Objective: Arrange the records below as a numbered list, starting from their first line and ending with the line that contains "40), (45, 40)]". Skip blank lines, leave out any pictures, and include nothing after that line.

The records:
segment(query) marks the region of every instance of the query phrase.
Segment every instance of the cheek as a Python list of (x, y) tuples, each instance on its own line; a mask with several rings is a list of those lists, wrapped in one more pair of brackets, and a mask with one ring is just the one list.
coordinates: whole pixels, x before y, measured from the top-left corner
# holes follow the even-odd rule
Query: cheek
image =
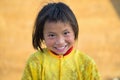
[(66, 41), (68, 41), (71, 44), (74, 44), (74, 42), (75, 42), (74, 36), (67, 37)]
[(45, 44), (46, 44), (47, 47), (51, 47), (51, 46), (53, 46), (54, 41), (48, 39), (48, 40), (45, 40)]

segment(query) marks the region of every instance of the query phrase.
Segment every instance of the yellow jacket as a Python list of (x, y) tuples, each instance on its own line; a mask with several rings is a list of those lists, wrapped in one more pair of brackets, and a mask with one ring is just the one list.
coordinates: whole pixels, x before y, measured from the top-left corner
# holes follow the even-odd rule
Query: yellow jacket
[(66, 56), (44, 49), (28, 59), (22, 80), (100, 80), (94, 61), (73, 49)]

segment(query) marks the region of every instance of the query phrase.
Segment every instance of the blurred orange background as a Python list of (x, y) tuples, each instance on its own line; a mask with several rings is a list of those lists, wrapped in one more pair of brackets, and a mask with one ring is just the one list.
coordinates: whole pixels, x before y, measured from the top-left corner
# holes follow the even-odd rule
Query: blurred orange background
[(56, 1), (65, 2), (75, 13), (78, 48), (95, 60), (102, 80), (120, 76), (120, 16), (111, 0), (0, 0), (0, 80), (21, 79), (26, 60), (35, 52), (36, 15)]

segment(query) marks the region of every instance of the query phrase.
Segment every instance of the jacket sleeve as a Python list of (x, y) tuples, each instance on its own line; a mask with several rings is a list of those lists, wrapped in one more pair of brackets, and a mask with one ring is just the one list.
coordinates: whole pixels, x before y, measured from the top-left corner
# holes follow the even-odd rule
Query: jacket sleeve
[(30, 57), (25, 66), (21, 80), (38, 80), (41, 77), (41, 67), (37, 58)]

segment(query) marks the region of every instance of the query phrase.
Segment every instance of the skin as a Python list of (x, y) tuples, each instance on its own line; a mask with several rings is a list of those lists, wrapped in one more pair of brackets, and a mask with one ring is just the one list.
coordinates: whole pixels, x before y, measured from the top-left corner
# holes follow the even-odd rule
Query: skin
[(72, 26), (63, 22), (46, 22), (43, 36), (47, 48), (58, 55), (65, 54), (75, 43)]

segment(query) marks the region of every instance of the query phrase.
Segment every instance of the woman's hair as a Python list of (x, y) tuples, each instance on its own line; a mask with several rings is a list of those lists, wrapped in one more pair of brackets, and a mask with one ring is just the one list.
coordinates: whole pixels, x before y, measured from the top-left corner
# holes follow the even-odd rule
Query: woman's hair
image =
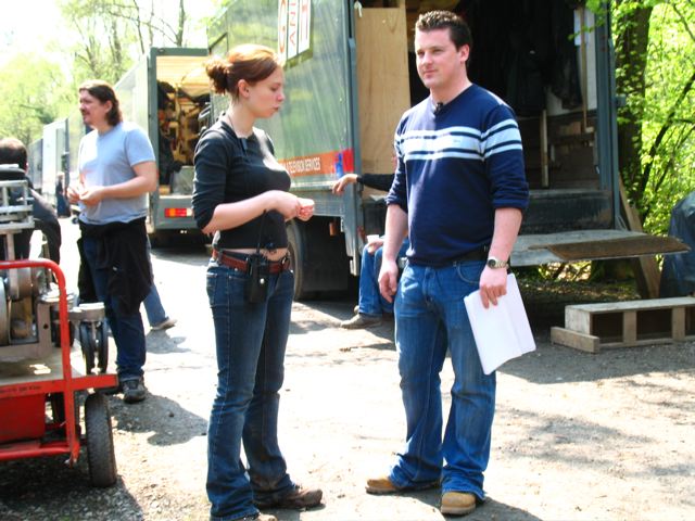
[(263, 81), (281, 66), (279, 56), (269, 47), (245, 43), (230, 50), (226, 59), (211, 58), (205, 65), (205, 71), (215, 92), (218, 94), (228, 92), (236, 100), (239, 97), (241, 79), (254, 85)]
[(88, 79), (80, 85), (77, 90), (79, 92), (83, 90), (89, 92), (90, 96), (93, 96), (102, 103), (108, 101), (111, 102), (111, 110), (106, 114), (106, 123), (109, 123), (109, 125), (115, 127), (123, 122), (123, 114), (121, 114), (121, 104), (118, 103), (118, 98), (116, 98), (116, 92), (106, 81), (102, 81), (101, 79)]
[(468, 24), (451, 11), (430, 11), (420, 14), (415, 23), (415, 28), (420, 33), (428, 33), (435, 29), (448, 29), (448, 37), (458, 50), (464, 46), (472, 49), (473, 39), (470, 36)]

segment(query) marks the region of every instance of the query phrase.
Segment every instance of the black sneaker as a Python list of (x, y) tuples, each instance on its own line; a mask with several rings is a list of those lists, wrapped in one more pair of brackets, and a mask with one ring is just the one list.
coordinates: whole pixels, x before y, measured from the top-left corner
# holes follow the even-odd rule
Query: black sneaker
[(144, 399), (147, 389), (144, 389), (144, 380), (142, 377), (124, 380), (121, 382), (121, 385), (123, 387), (123, 401), (126, 404), (137, 404)]

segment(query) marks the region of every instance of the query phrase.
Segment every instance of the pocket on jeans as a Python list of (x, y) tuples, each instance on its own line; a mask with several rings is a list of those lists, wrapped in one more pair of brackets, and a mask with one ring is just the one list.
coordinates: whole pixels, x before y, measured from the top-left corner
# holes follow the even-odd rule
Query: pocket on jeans
[(478, 289), (478, 287), (480, 285), (480, 274), (482, 274), (483, 267), (484, 263), (477, 260), (470, 263), (459, 263), (455, 265), (456, 275), (460, 279), (460, 281), (470, 285), (475, 285), (476, 289)]

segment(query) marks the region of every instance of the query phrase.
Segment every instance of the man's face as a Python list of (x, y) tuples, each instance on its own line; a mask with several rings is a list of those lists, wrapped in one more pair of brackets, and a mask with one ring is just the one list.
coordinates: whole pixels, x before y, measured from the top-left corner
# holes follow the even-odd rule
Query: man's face
[(460, 78), (468, 52), (468, 46), (456, 50), (448, 28), (415, 31), (417, 73), (428, 89), (445, 89)]
[(79, 91), (79, 112), (83, 122), (90, 127), (99, 126), (106, 122), (106, 114), (111, 111), (111, 101), (101, 102), (91, 96), (87, 90)]

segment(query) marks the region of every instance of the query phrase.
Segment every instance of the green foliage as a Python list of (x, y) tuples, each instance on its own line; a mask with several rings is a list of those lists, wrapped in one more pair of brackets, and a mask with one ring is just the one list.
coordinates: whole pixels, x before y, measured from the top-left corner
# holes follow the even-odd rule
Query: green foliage
[(17, 54), (0, 71), (0, 136), (25, 144), (41, 137), (42, 127), (62, 109), (60, 67), (36, 54)]
[(621, 175), (645, 230), (666, 233), (695, 189), (695, 2), (619, 0), (612, 15)]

Solution to the problem:
1. segment(query) marks the region of every instance of the query phrase.
2. Segment every instance of the cheek as a Python list of (x, y) tuples, each instance on its own line; a mask with several rings is a list of those lists, wrapped in one more pair of brackets, and a mask with one ring is just the one list.
3. coordinates: whole pixels, x before y, measured from the top-left corner
4. # holes follow the even-odd rule
5. Query: cheek
6. image =
7. [(66, 41), (68, 41), (71, 44), (74, 44), (74, 42), (75, 42), (74, 36), (67, 37)]
8. [(45, 44), (46, 44), (47, 47), (51, 47), (51, 46), (53, 46), (54, 41), (48, 39), (48, 40), (45, 40)]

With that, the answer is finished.